#### [WHAT THE TASK REQUIRES]
Return the data exactly, with all pictures removed.

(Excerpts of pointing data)
___
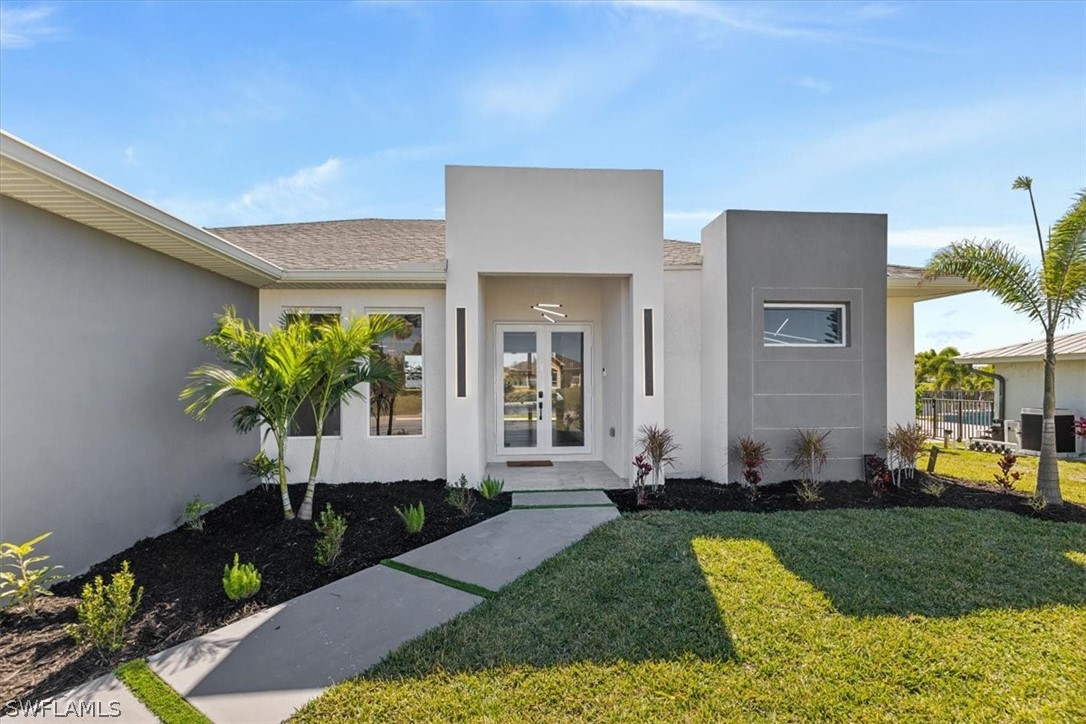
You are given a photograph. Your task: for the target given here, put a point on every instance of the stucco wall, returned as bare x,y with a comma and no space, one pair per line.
900,378
682,356
354,455
547,221
98,334
775,256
___
#### [RESPONSE]
You are given a photograph. Your task: for the target given here, put a point on every instance of the stucco wall, returned as bare x,y with a comma and no space, one pair per line.
900,378
682,356
354,455
547,221
98,334
775,256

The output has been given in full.